[Dataset entries]

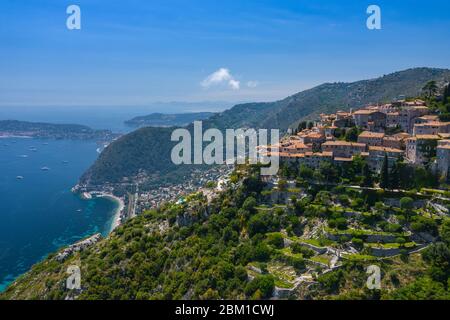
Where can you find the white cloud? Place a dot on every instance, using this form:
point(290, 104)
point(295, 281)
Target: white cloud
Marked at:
point(234, 84)
point(219, 77)
point(252, 84)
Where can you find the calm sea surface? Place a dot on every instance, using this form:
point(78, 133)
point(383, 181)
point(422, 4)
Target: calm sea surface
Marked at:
point(39, 214)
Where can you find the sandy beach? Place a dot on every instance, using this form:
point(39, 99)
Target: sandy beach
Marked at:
point(118, 214)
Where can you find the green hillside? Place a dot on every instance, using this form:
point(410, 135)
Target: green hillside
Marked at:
point(241, 245)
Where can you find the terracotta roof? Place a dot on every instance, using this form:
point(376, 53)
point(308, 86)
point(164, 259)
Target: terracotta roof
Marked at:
point(364, 111)
point(343, 143)
point(384, 149)
point(427, 137)
point(370, 134)
point(432, 124)
point(343, 159)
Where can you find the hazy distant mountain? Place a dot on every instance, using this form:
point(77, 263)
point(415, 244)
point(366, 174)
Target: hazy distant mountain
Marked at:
point(149, 150)
point(167, 120)
point(329, 97)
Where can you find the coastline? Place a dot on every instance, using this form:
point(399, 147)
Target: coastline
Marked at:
point(117, 220)
point(118, 214)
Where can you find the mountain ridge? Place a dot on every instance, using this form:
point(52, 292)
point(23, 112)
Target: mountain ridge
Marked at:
point(282, 114)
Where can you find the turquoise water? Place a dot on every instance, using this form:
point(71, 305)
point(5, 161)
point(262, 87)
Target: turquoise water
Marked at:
point(39, 214)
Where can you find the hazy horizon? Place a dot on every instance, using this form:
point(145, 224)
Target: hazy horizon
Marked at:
point(140, 53)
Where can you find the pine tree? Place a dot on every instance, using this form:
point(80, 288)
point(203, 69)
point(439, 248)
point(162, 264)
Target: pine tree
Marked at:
point(384, 175)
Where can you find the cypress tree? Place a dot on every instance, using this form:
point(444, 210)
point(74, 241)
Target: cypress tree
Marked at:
point(384, 175)
point(367, 176)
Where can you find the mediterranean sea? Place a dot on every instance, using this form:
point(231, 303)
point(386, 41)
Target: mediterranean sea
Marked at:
point(38, 212)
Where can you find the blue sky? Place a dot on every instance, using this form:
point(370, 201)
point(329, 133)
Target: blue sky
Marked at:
point(135, 52)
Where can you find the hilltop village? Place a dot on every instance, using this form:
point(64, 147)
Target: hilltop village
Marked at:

■ WHAT THE EXERCISE ASKS
Excluding images, return all of the records above word for word.

■ EXPECTED ANSWER
Where can you find the white cloud? Place a dot on every instance, using this form:
point(290, 104)
point(295, 281)
Target: white cloud
Marked at:
point(234, 84)
point(219, 77)
point(252, 84)
Where can you find the calm sea surface? Place a dot on every instance, using this form:
point(78, 133)
point(383, 181)
point(422, 4)
Target: calm sea surface
Marked at:
point(39, 214)
Where can you find the sandy beach? Place a dot on every instance, using this form:
point(39, 99)
Target: sandy beach
Marked at:
point(118, 214)
Where can you find the green hillside? Place a dot on every instance, using this form:
point(410, 135)
Target: green hillside
Marked at:
point(241, 245)
Where can you find the terracotta roof? Place a dot on every instance, using this form:
point(376, 53)
point(308, 86)
point(164, 259)
Target: terracotta roof
Marked at:
point(364, 111)
point(343, 143)
point(384, 149)
point(427, 137)
point(370, 134)
point(432, 124)
point(343, 159)
Where can you find the hazy distant mountain? Place a dot on every instance, using this form:
point(77, 263)
point(415, 244)
point(366, 174)
Target: hazy distant mountain
Marked at:
point(149, 150)
point(167, 120)
point(329, 97)
Where can you find the coastline? Place a dot on every instance, using this form:
point(399, 147)
Target: coastline
Marked at:
point(117, 220)
point(118, 214)
Where can you find the mountain ridge? Place a dot on every instance, using this form:
point(52, 292)
point(23, 112)
Target: mountain ridge
Marked at:
point(282, 114)
Where can you find the turquoise water? Place a dot on every instance, using this form:
point(71, 305)
point(5, 161)
point(262, 87)
Target: turquoise water
Marked at:
point(39, 214)
Where can you find the hazy horizon? Place a dot on every instance, using this form:
point(145, 224)
Target: hazy horizon
Marked at:
point(140, 53)
Where can you find the pine tree? Place a dot on every instance, using this form:
point(80, 288)
point(203, 69)
point(439, 248)
point(162, 264)
Target: pine tree
Marked at:
point(384, 175)
Where can you find the cypress tree? Place a dot on every instance, using this form:
point(444, 210)
point(74, 241)
Target: cypress tree
Marked at:
point(384, 175)
point(367, 176)
Where can you find the mediterranean sea? Place a dot on every instance, using this form:
point(231, 303)
point(386, 41)
Target: mediterranean sea
Marked at:
point(38, 212)
Where can you find the blue sky? Place a dot on every instance, using this form:
point(370, 201)
point(329, 133)
Target: blue sky
Marked at:
point(135, 52)
Where can you find the hilltop village? Place a dot on every instance, using this form:
point(64, 147)
Target: hilltop village
Marked at:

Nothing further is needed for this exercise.